Task statement: What is needed here is an exact printout of the data, with no pictures included.

──────── Data provided

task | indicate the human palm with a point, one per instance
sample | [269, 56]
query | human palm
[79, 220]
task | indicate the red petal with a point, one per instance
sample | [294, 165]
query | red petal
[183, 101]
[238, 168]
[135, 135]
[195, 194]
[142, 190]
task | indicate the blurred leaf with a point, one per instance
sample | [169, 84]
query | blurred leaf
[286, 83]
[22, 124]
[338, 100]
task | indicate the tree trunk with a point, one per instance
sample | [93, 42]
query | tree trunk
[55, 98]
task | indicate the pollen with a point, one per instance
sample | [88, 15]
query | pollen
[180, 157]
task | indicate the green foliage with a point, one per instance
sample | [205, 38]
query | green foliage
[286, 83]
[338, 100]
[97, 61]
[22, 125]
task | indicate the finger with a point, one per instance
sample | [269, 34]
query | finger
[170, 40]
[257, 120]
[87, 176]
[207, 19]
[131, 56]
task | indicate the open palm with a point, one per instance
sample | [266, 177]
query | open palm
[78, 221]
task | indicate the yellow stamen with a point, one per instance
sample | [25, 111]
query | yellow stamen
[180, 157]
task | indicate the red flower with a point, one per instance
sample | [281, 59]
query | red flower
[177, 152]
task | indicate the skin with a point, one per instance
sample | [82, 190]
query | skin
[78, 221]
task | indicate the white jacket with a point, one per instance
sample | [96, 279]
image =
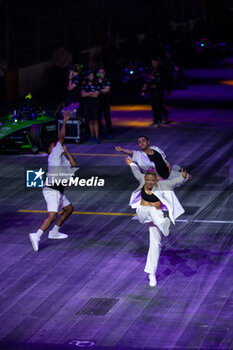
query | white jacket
[143, 160]
[164, 191]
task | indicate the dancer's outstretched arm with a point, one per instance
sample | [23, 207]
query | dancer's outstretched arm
[124, 150]
[175, 182]
[136, 171]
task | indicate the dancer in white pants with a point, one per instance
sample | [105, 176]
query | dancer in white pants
[61, 161]
[147, 200]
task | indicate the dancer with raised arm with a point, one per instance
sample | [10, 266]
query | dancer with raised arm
[53, 193]
[147, 199]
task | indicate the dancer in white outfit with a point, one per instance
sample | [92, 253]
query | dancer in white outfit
[151, 157]
[53, 194]
[147, 200]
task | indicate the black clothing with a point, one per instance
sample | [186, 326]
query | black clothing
[59, 188]
[158, 81]
[91, 104]
[160, 165]
[75, 94]
[149, 197]
[104, 107]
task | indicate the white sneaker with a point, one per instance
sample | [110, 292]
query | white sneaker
[34, 241]
[153, 281]
[57, 235]
[166, 226]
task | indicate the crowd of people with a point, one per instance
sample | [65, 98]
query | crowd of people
[92, 92]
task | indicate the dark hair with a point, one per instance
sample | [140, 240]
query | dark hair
[90, 72]
[47, 146]
[75, 68]
[150, 171]
[156, 58]
[142, 136]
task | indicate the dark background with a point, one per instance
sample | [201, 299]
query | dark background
[31, 29]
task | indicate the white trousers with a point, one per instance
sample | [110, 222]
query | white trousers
[148, 214]
[153, 217]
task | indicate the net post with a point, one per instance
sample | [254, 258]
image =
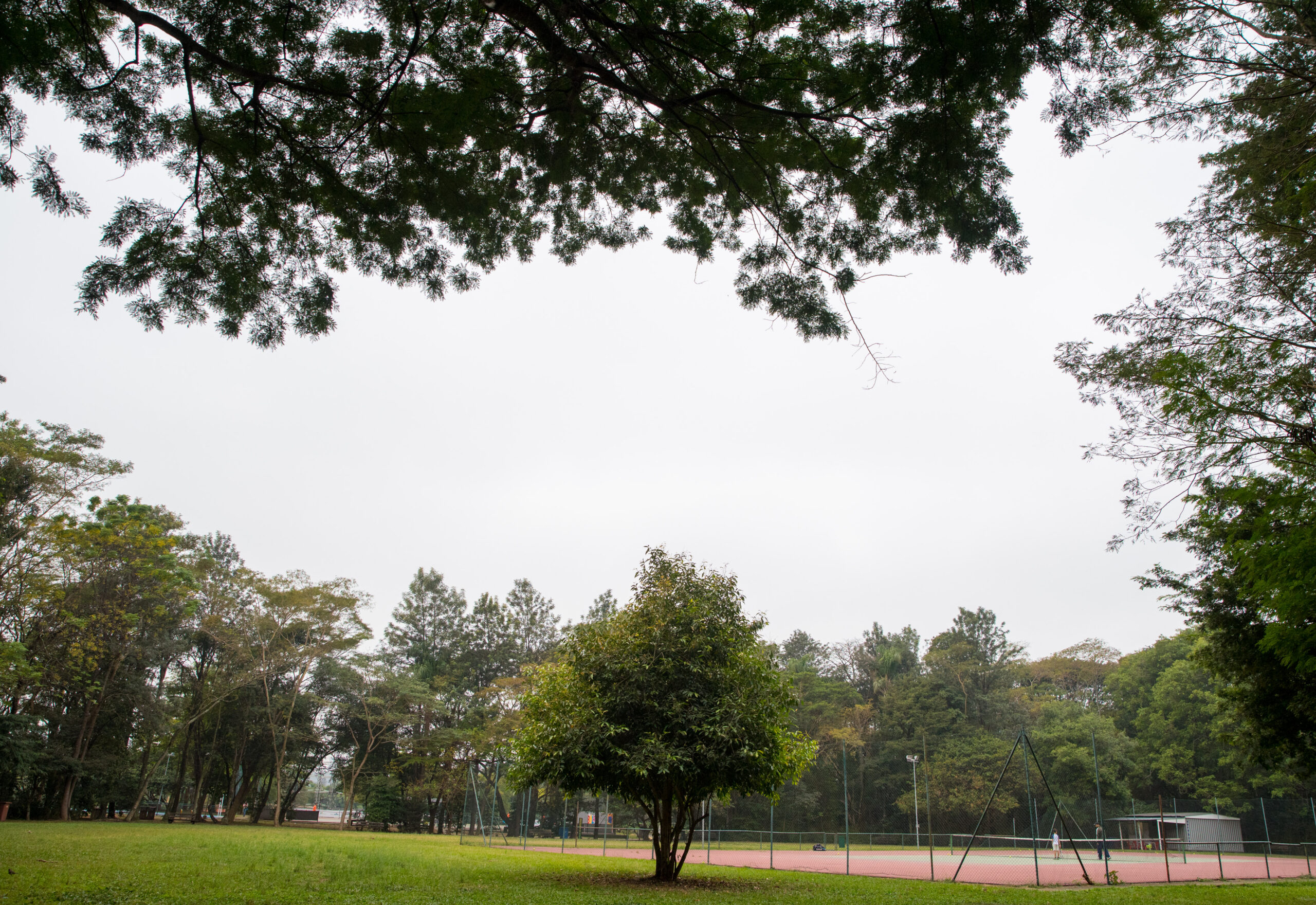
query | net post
[983, 816]
[461, 828]
[476, 795]
[1032, 812]
[1058, 812]
[1267, 825]
[1103, 844]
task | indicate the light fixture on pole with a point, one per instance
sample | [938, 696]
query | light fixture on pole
[913, 762]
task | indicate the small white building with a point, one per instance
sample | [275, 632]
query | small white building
[1195, 832]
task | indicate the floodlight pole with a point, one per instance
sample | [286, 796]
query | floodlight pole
[1103, 850]
[913, 762]
[845, 800]
[927, 792]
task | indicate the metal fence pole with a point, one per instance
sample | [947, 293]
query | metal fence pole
[1160, 836]
[1267, 825]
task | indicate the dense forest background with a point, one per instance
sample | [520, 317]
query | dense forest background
[147, 668]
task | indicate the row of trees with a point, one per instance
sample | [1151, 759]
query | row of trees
[148, 666]
[141, 665]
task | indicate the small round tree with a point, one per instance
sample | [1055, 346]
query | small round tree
[665, 703]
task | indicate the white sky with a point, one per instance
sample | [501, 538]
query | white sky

────────────────

Written answer:
task | indicate the human palm with a point, one per instance
sample | [269, 56]
query | human palm
[79, 220]
task | indicate the red petal with a point, one per instance
sample | [294, 165]
query | red petal
[183, 101]
[238, 168]
[135, 135]
[195, 194]
[142, 190]
task | indicate the blurred leaf with a point, one per instance
sample | [169, 84]
query | blurred leaf
[286, 83]
[22, 124]
[338, 100]
task | indicate the tree trunk with a point, one per instance
sample | [93, 42]
query | tree trunk
[55, 98]
task | indicate the pollen with a point, one per instance
sample | [88, 15]
query | pollen
[180, 157]
task | indicate the green foliage with a point, one per instance
sample | [205, 38]
query | green foliage
[286, 83]
[338, 100]
[97, 61]
[22, 125]
task | indicate the finger with a point, one per instance
sample | [269, 34]
query | finger
[170, 40]
[257, 120]
[87, 176]
[207, 19]
[131, 56]
task | indicate the open palm with a point, one per instance
sample | [266, 177]
query | open palm
[78, 221]
task | indicate the yellow stamen with a point, one per instance
sample | [25, 111]
query | yellow stamen
[180, 157]
task | indicate the red flower with a point, one per instance
sample | [281, 59]
query | red flower
[177, 152]
task | indicate the skin with a point, one per instance
sample | [82, 190]
query | skin
[78, 221]
task | indicate the white jacket with a point, one per instance
sample | [96, 279]
image =
query | white jacket
[143, 160]
[164, 191]
task | indicate the dancer's outstretched arm with a point, one per instance
sample | [23, 207]
query | dancer's outstretched arm
[124, 150]
[175, 182]
[136, 171]
task | indicate the dancer in white pants with a point, one per instance
sample | [105, 176]
query | dancer in white pants
[61, 161]
[147, 200]
task | indicate the dancer with raised arm with a point, one per instance
sample | [10, 266]
query | dancer with raised arm
[53, 193]
[147, 199]
task | indicate the dancer in white outfit with a point, one per instance
sample | [92, 253]
query | dancer in white outfit
[151, 157]
[53, 194]
[147, 200]
task | indicate the black clothing with a point, one per instance
sample | [186, 326]
query | black clothing
[59, 188]
[158, 81]
[91, 104]
[160, 165]
[75, 94]
[149, 197]
[104, 107]
task | indicate the white sneaker with a point, one per instance
sample | [110, 292]
query | white sneaker
[34, 241]
[153, 281]
[57, 235]
[166, 226]
task | indicate the crowd of people with a point, one per instance
sample | [65, 98]
query | crowd of people
[92, 92]
task | indicate the dark hair with a point, one per instance
sample | [140, 240]
query | dark hair
[90, 72]
[47, 146]
[75, 68]
[150, 171]
[156, 58]
[142, 136]
task | indicate the dark background with a point, one per instance
sample | [201, 299]
query | dark background
[31, 29]
task | indicate the white trousers with a point, one per instance
sample | [110, 222]
query | white trousers
[148, 214]
[153, 217]
task | indicate the net post with a point, one per instance
sample | [254, 258]
image =
query | net post
[983, 816]
[461, 828]
[476, 795]
[1032, 812]
[1058, 812]
[1267, 825]
[1103, 844]
task | indicate the light fixture on pole with a point, one per instance
sample | [938, 696]
query | light fixture on pole
[913, 762]
task | indicate the small white building with a point, one per instance
sample | [275, 632]
query | small white building
[1195, 832]
task | indicate the floodlight pole with a point, one per instance
sample | [286, 796]
query | floodlight pole
[1103, 850]
[913, 762]
[845, 800]
[927, 792]
task | indicate the metal fence pole with a point, one per instance
sample | [947, 293]
query | metal fence pole
[1160, 836]
[1267, 825]
task | indicate the dense forest background with a point, one per instance
sample | [520, 317]
query | dense forest background
[147, 668]
task | indicate the row of trees with a point, one per instance
sample | [1151, 759]
query | row of trees
[148, 666]
[141, 665]
task | indicate the small round tree with a point, one per instance
sample | [1055, 346]
query | small round tree
[665, 703]
task | indicate the white sky with a point, one per instance
sample | [501, 538]
query | white sky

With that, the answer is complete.